Description of the task: Everything from the line containing "the tree in this photo." through the last line of the records below should be printed exactly, please, and nothing else.

Extracted information:
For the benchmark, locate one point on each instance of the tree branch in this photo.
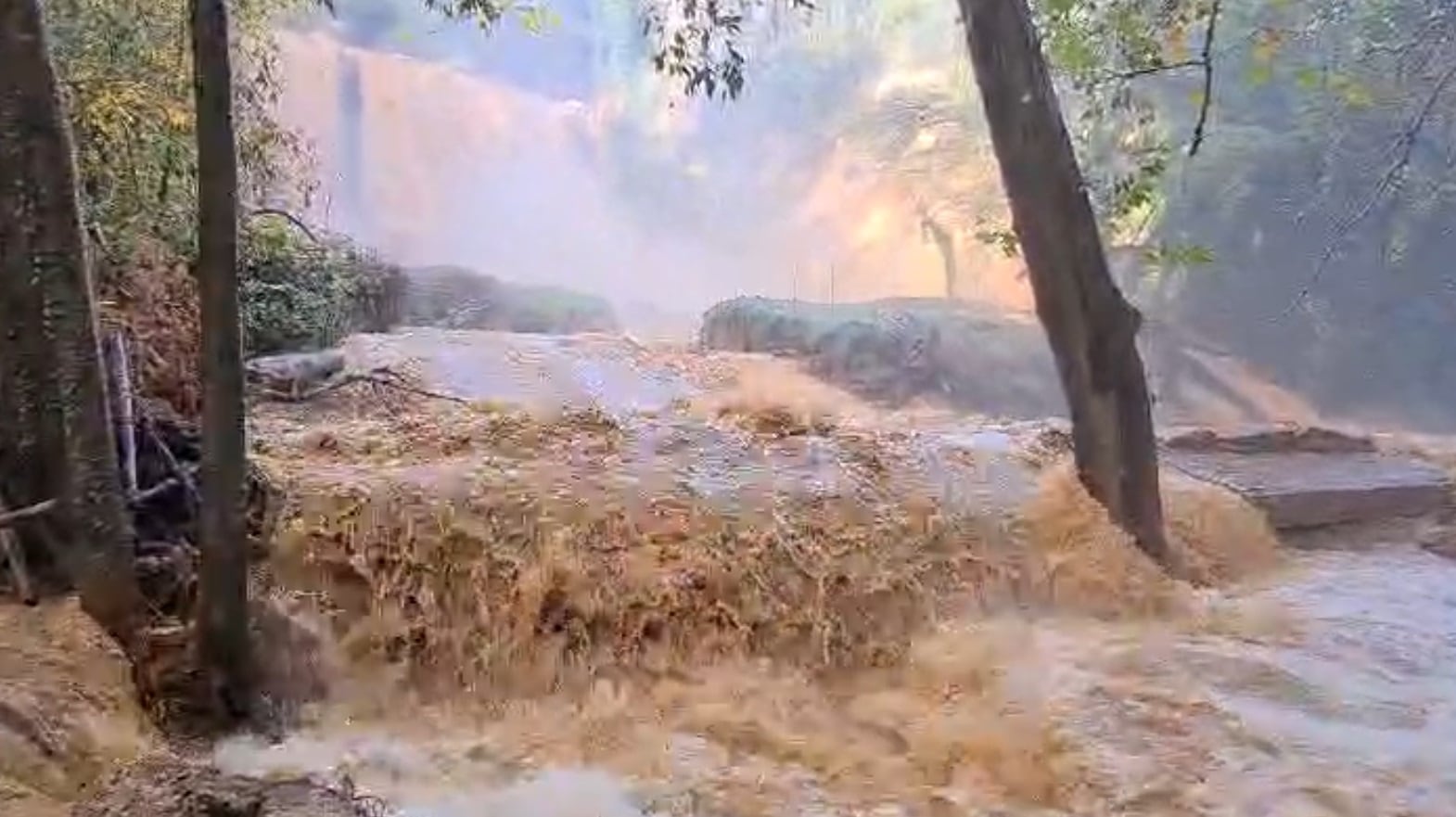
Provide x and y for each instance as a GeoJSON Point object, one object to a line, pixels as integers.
{"type": "Point", "coordinates": [10, 517]}
{"type": "Point", "coordinates": [380, 377]}
{"type": "Point", "coordinates": [1402, 147]}
{"type": "Point", "coordinates": [15, 555]}
{"type": "Point", "coordinates": [288, 217]}
{"type": "Point", "coordinates": [1206, 60]}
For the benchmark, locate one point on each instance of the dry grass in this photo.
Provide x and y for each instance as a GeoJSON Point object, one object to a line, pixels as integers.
{"type": "Point", "coordinates": [524, 581]}
{"type": "Point", "coordinates": [68, 709]}
{"type": "Point", "coordinates": [679, 618]}
{"type": "Point", "coordinates": [156, 303]}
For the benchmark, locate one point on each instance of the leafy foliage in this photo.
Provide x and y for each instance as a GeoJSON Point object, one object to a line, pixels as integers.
{"type": "Point", "coordinates": [125, 68]}
{"type": "Point", "coordinates": [304, 295]}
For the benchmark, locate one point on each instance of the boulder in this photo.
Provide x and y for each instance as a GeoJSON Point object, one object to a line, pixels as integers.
{"type": "Point", "coordinates": [456, 298]}
{"type": "Point", "coordinates": [294, 373]}
{"type": "Point", "coordinates": [1312, 478]}
{"type": "Point", "coordinates": [899, 350]}
{"type": "Point", "coordinates": [172, 786]}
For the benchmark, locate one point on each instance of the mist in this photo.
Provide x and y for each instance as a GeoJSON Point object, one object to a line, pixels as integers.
{"type": "Point", "coordinates": [548, 159]}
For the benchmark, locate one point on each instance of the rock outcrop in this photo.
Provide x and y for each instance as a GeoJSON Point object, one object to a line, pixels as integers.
{"type": "Point", "coordinates": [456, 298]}
{"type": "Point", "coordinates": [900, 350]}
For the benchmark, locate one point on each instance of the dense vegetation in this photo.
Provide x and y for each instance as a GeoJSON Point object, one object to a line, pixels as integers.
{"type": "Point", "coordinates": [1282, 175]}
{"type": "Point", "coordinates": [125, 69]}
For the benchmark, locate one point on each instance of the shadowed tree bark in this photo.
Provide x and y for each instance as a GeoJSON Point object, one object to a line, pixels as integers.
{"type": "Point", "coordinates": [50, 357]}
{"type": "Point", "coordinates": [223, 628]}
{"type": "Point", "coordinates": [1091, 326]}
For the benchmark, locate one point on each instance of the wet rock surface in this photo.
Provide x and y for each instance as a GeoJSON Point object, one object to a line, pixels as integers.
{"type": "Point", "coordinates": [1308, 478]}
{"type": "Point", "coordinates": [169, 786]}
{"type": "Point", "coordinates": [899, 350]}
{"type": "Point", "coordinates": [456, 298]}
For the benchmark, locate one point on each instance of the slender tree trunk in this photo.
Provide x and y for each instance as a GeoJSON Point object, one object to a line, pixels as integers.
{"type": "Point", "coordinates": [57, 377]}
{"type": "Point", "coordinates": [1091, 326]}
{"type": "Point", "coordinates": [223, 618]}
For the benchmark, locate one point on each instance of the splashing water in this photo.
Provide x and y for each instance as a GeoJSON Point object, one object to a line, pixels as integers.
{"type": "Point", "coordinates": [1317, 683]}
{"type": "Point", "coordinates": [1323, 694]}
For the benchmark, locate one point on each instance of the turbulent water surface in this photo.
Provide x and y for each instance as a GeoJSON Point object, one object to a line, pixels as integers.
{"type": "Point", "coordinates": [1323, 688]}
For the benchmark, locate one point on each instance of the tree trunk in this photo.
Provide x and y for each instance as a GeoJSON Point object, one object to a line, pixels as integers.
{"type": "Point", "coordinates": [223, 594]}
{"type": "Point", "coordinates": [1091, 328]}
{"type": "Point", "coordinates": [54, 375]}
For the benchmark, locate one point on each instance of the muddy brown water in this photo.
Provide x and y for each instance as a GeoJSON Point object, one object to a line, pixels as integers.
{"type": "Point", "coordinates": [1322, 689]}
{"type": "Point", "coordinates": [1330, 691]}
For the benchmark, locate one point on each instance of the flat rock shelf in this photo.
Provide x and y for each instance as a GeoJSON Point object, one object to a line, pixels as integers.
{"type": "Point", "coordinates": [1302, 490]}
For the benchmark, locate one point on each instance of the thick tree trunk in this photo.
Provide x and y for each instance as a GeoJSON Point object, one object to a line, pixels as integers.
{"type": "Point", "coordinates": [56, 377]}
{"type": "Point", "coordinates": [1091, 328]}
{"type": "Point", "coordinates": [223, 596]}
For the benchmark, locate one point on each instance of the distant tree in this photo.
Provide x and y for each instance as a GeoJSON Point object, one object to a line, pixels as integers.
{"type": "Point", "coordinates": [54, 392]}
{"type": "Point", "coordinates": [223, 594]}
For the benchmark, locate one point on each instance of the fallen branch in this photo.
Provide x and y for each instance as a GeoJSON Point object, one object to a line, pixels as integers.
{"type": "Point", "coordinates": [172, 464]}
{"type": "Point", "coordinates": [15, 556]}
{"type": "Point", "coordinates": [118, 375]}
{"type": "Point", "coordinates": [1207, 81]}
{"type": "Point", "coordinates": [9, 517]}
{"type": "Point", "coordinates": [143, 497]}
{"type": "Point", "coordinates": [288, 217]}
{"type": "Point", "coordinates": [377, 376]}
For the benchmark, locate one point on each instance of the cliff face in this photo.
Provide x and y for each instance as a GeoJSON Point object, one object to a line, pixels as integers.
{"type": "Point", "coordinates": [436, 165]}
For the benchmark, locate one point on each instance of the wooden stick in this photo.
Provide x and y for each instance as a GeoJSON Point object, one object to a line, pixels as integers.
{"type": "Point", "coordinates": [172, 464]}
{"type": "Point", "coordinates": [15, 555]}
{"type": "Point", "coordinates": [378, 377]}
{"type": "Point", "coordinates": [142, 497]}
{"type": "Point", "coordinates": [118, 369]}
{"type": "Point", "coordinates": [9, 517]}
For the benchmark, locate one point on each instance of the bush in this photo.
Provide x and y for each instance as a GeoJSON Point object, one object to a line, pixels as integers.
{"type": "Point", "coordinates": [303, 295]}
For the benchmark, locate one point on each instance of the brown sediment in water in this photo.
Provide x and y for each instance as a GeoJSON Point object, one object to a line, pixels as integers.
{"type": "Point", "coordinates": [737, 660]}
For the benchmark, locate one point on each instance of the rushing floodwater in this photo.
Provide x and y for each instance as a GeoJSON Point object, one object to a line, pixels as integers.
{"type": "Point", "coordinates": [1330, 691]}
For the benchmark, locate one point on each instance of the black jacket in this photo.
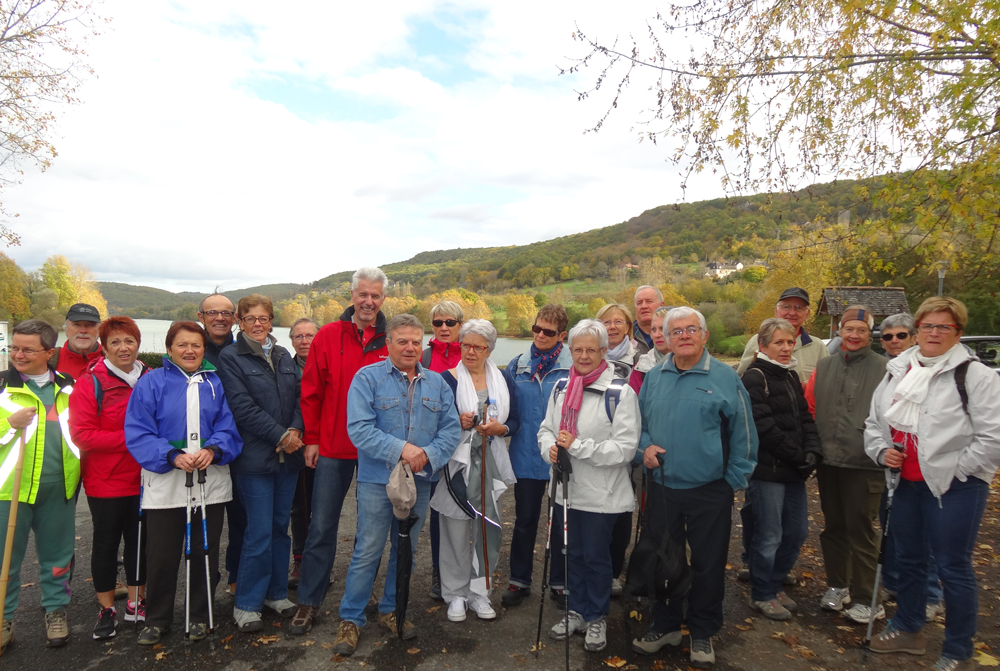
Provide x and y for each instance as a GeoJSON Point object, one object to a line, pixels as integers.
{"type": "Point", "coordinates": [264, 402]}
{"type": "Point", "coordinates": [785, 426]}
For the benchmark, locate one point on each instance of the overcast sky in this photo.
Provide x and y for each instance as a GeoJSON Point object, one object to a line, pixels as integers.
{"type": "Point", "coordinates": [237, 143]}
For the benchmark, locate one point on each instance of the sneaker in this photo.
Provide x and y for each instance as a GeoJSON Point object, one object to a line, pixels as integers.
{"type": "Point", "coordinates": [835, 598]}
{"type": "Point", "coordinates": [895, 640]}
{"type": "Point", "coordinates": [283, 607]}
{"type": "Point", "coordinates": [347, 638]}
{"type": "Point", "coordinates": [152, 635]}
{"type": "Point", "coordinates": [107, 624]}
{"type": "Point", "coordinates": [57, 628]}
{"type": "Point", "coordinates": [247, 620]}
{"type": "Point", "coordinates": [481, 606]}
{"type": "Point", "coordinates": [652, 641]}
{"type": "Point", "coordinates": [861, 613]}
{"type": "Point", "coordinates": [302, 620]}
{"type": "Point", "coordinates": [771, 609]}
{"type": "Point", "coordinates": [514, 596]}
{"type": "Point", "coordinates": [702, 653]}
{"type": "Point", "coordinates": [576, 625]}
{"type": "Point", "coordinates": [596, 638]}
{"type": "Point", "coordinates": [388, 620]}
{"type": "Point", "coordinates": [134, 610]}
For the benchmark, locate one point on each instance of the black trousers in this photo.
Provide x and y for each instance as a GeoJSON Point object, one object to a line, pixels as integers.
{"type": "Point", "coordinates": [702, 517]}
{"type": "Point", "coordinates": [164, 553]}
{"type": "Point", "coordinates": [114, 518]}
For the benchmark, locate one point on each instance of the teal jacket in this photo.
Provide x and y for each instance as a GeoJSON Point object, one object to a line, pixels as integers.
{"type": "Point", "coordinates": [702, 418]}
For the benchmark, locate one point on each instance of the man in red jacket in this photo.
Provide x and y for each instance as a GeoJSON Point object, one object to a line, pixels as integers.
{"type": "Point", "coordinates": [338, 351]}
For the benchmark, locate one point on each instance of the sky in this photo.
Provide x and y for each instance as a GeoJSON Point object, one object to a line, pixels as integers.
{"type": "Point", "coordinates": [234, 143]}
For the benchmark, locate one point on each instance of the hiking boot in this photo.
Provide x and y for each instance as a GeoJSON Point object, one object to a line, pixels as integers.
{"type": "Point", "coordinates": [771, 609]}
{"type": "Point", "coordinates": [596, 638]}
{"type": "Point", "coordinates": [514, 596]}
{"type": "Point", "coordinates": [347, 638]}
{"type": "Point", "coordinates": [107, 624]}
{"type": "Point", "coordinates": [302, 621]}
{"type": "Point", "coordinates": [652, 641]}
{"type": "Point", "coordinates": [892, 639]}
{"type": "Point", "coordinates": [57, 628]}
{"type": "Point", "coordinates": [835, 598]}
{"type": "Point", "coordinates": [388, 620]}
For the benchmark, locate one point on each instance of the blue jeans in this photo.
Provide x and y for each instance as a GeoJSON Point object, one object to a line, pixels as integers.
{"type": "Point", "coordinates": [780, 527]}
{"type": "Point", "coordinates": [267, 500]}
{"type": "Point", "coordinates": [333, 479]}
{"type": "Point", "coordinates": [950, 527]}
{"type": "Point", "coordinates": [376, 522]}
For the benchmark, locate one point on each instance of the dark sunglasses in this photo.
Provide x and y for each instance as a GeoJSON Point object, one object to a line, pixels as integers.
{"type": "Point", "coordinates": [549, 333]}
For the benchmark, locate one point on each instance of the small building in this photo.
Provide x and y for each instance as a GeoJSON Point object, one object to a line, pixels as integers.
{"type": "Point", "coordinates": [882, 301]}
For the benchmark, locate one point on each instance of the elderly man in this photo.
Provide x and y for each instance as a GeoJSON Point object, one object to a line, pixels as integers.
{"type": "Point", "coordinates": [697, 422]}
{"type": "Point", "coordinates": [398, 410]}
{"type": "Point", "coordinates": [81, 348]}
{"type": "Point", "coordinates": [338, 351]}
{"type": "Point", "coordinates": [647, 300]}
{"type": "Point", "coordinates": [793, 306]}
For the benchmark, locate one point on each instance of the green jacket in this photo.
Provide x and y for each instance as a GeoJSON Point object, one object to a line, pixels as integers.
{"type": "Point", "coordinates": [16, 395]}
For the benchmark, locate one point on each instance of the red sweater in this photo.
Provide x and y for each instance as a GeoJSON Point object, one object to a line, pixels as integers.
{"type": "Point", "coordinates": [107, 468]}
{"type": "Point", "coordinates": [337, 352]}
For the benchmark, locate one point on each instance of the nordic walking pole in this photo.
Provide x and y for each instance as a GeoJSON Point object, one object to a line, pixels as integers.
{"type": "Point", "coordinates": [8, 546]}
{"type": "Point", "coordinates": [894, 480]}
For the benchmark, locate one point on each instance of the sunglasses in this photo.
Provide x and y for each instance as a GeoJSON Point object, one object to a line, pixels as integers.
{"type": "Point", "coordinates": [549, 333]}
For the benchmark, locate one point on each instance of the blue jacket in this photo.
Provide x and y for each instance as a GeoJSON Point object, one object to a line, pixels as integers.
{"type": "Point", "coordinates": [684, 412]}
{"type": "Point", "coordinates": [265, 404]}
{"type": "Point", "coordinates": [384, 413]}
{"type": "Point", "coordinates": [528, 400]}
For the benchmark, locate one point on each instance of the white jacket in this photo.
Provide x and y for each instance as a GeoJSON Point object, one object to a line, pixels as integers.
{"type": "Point", "coordinates": [950, 443]}
{"type": "Point", "coordinates": [602, 451]}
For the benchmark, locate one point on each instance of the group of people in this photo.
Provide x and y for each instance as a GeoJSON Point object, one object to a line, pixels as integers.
{"type": "Point", "coordinates": [275, 439]}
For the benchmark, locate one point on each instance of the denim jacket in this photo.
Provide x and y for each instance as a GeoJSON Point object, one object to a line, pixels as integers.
{"type": "Point", "coordinates": [385, 412]}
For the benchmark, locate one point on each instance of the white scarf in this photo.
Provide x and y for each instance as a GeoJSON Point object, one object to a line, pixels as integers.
{"type": "Point", "coordinates": [911, 391]}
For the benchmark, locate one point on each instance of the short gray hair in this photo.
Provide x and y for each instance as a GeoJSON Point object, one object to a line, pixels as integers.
{"type": "Point", "coordinates": [899, 320]}
{"type": "Point", "coordinates": [589, 327]}
{"type": "Point", "coordinates": [767, 328]}
{"type": "Point", "coordinates": [44, 330]}
{"type": "Point", "coordinates": [482, 328]}
{"type": "Point", "coordinates": [683, 312]}
{"type": "Point", "coordinates": [371, 275]}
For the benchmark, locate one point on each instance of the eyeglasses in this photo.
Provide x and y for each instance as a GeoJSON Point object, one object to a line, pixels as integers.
{"type": "Point", "coordinates": [549, 333]}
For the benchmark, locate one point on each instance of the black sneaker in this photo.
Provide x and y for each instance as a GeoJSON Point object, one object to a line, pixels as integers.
{"type": "Point", "coordinates": [107, 624]}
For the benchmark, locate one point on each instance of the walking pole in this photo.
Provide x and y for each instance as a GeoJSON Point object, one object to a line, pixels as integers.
{"type": "Point", "coordinates": [11, 522]}
{"type": "Point", "coordinates": [893, 481]}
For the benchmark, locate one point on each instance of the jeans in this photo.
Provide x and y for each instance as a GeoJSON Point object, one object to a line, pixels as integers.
{"type": "Point", "coordinates": [376, 521]}
{"type": "Point", "coordinates": [950, 527]}
{"type": "Point", "coordinates": [332, 480]}
{"type": "Point", "coordinates": [780, 527]}
{"type": "Point", "coordinates": [267, 499]}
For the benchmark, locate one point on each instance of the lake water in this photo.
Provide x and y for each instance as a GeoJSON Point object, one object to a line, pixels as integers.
{"type": "Point", "coordinates": [154, 333]}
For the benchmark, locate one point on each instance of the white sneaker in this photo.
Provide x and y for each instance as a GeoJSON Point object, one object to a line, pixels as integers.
{"type": "Point", "coordinates": [456, 610]}
{"type": "Point", "coordinates": [481, 606]}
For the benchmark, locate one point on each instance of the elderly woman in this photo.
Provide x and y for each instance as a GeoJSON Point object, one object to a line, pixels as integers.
{"type": "Point", "coordinates": [110, 474]}
{"type": "Point", "coordinates": [839, 393]}
{"type": "Point", "coordinates": [262, 387]}
{"type": "Point", "coordinates": [478, 473]}
{"type": "Point", "coordinates": [600, 446]}
{"type": "Point", "coordinates": [936, 418]}
{"type": "Point", "coordinates": [178, 422]}
{"type": "Point", "coordinates": [787, 455]}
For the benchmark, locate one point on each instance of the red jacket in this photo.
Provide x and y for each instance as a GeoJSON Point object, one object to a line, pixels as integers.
{"type": "Point", "coordinates": [107, 468]}
{"type": "Point", "coordinates": [336, 354]}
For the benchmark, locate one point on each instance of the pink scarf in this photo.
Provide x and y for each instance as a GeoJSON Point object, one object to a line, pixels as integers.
{"type": "Point", "coordinates": [574, 396]}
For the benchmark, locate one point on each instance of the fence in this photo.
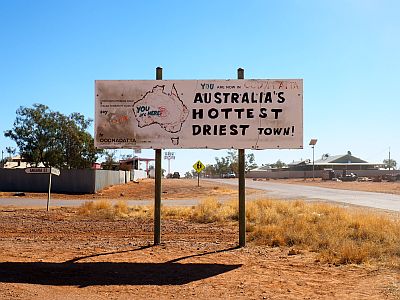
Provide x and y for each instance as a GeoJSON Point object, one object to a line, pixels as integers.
{"type": "Point", "coordinates": [85, 181]}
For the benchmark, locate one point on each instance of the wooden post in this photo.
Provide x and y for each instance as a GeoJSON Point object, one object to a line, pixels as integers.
{"type": "Point", "coordinates": [242, 188]}
{"type": "Point", "coordinates": [48, 195]}
{"type": "Point", "coordinates": [157, 189]}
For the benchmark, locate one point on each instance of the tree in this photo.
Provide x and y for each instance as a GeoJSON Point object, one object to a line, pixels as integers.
{"type": "Point", "coordinates": [279, 164]}
{"type": "Point", "coordinates": [392, 164]}
{"type": "Point", "coordinates": [51, 138]}
{"type": "Point", "coordinates": [11, 151]}
{"type": "Point", "coordinates": [110, 159]}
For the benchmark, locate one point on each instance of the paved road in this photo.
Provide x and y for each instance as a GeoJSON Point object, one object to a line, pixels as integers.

Task solution:
For the benchmark, locate one point on each instance of the tree in this photo.
Provide x and y for each instance as a GeoJSON Point object, one object to a line, pixels as integers.
{"type": "Point", "coordinates": [279, 164]}
{"type": "Point", "coordinates": [392, 164]}
{"type": "Point", "coordinates": [51, 138]}
{"type": "Point", "coordinates": [11, 151]}
{"type": "Point", "coordinates": [110, 159]}
For the benchmark, locate one point on each instance of the paved road in this photo.
Provide x and y for each instance as a GeoJSON Point object, one object to a line, pixels as integers.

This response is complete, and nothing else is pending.